> WORK ORDER:
Set down every entry exactly as given. Pictures are to be left out.

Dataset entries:

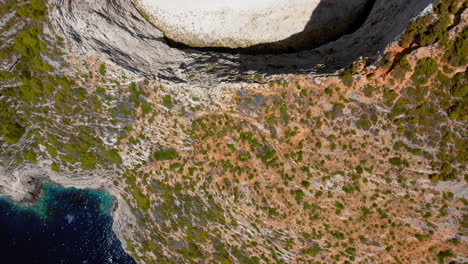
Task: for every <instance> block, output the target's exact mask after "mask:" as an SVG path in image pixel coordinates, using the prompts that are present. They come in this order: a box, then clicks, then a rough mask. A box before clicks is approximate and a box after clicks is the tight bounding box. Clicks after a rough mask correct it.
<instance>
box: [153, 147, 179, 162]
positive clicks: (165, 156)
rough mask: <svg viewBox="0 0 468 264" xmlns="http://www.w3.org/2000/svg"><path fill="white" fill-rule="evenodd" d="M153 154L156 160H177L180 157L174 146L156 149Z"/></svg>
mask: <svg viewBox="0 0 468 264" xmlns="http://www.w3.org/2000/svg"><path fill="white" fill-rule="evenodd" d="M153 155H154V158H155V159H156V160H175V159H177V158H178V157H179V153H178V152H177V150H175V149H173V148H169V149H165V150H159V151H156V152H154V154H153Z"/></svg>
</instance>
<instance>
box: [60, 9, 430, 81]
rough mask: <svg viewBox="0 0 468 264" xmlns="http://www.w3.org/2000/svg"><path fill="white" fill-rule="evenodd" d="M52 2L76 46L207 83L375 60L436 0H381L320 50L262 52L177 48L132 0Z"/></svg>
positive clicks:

> THE COMPLETED TASK:
Task: for every <instance> block, output the target's exact mask after "mask:" as an SVG path in image pixel coordinates, using the prompts that are present. They come in this order: a box, then clicks, then a rough mask. A box before clicks is approximate and a box after clicks is the tight bounding box. Clicks after a rough mask correct it.
<instance>
box: [153, 147, 179, 162]
positive clicks: (165, 156)
rough mask: <svg viewBox="0 0 468 264" xmlns="http://www.w3.org/2000/svg"><path fill="white" fill-rule="evenodd" d="M153 154L156 160H177L180 157L174 146L156 149Z"/></svg>
mask: <svg viewBox="0 0 468 264" xmlns="http://www.w3.org/2000/svg"><path fill="white" fill-rule="evenodd" d="M153 155H154V158H155V159H156V160H175V159H177V158H178V157H179V153H178V152H177V150H175V149H173V148H169V149H165V150H159V151H156V152H154V154H153Z"/></svg>
</instance>
<instance>
box: [60, 9, 430, 81]
rough mask: <svg viewBox="0 0 468 264" xmlns="http://www.w3.org/2000/svg"><path fill="white" fill-rule="evenodd" d="M52 2L76 46L207 83L375 60L436 0H381L320 50L262 52L177 48L132 0Z"/></svg>
positive clicks:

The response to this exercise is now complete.